Dataset records:
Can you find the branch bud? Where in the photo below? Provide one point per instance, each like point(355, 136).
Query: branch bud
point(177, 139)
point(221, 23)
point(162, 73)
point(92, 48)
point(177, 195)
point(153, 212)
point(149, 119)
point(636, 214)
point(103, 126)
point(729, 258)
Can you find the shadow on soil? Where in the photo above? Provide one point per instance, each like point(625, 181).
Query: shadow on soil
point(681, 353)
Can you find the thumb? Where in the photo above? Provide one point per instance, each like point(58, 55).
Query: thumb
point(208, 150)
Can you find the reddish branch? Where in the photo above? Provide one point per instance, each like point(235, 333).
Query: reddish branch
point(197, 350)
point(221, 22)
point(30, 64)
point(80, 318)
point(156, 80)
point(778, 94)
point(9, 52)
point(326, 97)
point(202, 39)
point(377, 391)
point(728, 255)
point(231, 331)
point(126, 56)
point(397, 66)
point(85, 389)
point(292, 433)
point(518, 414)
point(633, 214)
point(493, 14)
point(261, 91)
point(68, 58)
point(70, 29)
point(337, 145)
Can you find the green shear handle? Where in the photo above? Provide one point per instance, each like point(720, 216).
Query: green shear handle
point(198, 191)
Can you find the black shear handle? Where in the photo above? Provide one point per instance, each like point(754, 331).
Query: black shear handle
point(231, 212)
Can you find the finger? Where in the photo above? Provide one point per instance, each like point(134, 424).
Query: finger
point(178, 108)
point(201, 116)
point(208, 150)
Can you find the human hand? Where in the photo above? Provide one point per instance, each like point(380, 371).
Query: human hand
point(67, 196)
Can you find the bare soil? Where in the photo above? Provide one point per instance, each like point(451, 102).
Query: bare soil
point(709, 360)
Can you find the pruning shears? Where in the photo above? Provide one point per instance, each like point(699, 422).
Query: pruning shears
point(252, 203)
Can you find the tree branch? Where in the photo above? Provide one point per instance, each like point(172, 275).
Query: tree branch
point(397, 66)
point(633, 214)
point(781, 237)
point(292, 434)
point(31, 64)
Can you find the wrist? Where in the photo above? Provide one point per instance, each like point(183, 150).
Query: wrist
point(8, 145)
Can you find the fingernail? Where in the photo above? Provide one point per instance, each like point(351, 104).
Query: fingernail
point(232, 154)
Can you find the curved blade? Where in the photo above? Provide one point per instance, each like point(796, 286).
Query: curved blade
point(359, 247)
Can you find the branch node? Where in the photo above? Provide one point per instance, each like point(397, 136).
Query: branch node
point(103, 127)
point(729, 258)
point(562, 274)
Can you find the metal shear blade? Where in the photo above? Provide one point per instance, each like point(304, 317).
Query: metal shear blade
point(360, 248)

Exercise directions: Repeat exactly the lines from the line containing "Can you find the fingernail?" through the end of the listing above; both boundary lines are part of the output.

Solution to the exercise:
Can you find the fingernail? Where in the photo above? Provide one point per instance, each like point(351, 104).
Query: fingernail
point(232, 154)
Can you find the curved blade? Where in the photo above? Provide one point per instance, each like point(796, 286).
Query: curved blade
point(359, 247)
Can you find the branch node? Where in the photo above? Provide one point per instance, each like point(397, 136).
Query: branch node
point(103, 127)
point(729, 258)
point(562, 274)
Can you find the metal shear blade? Where in the photo above? Provide one point per instance, each like point(304, 317).
Query: metal shear blade
point(360, 248)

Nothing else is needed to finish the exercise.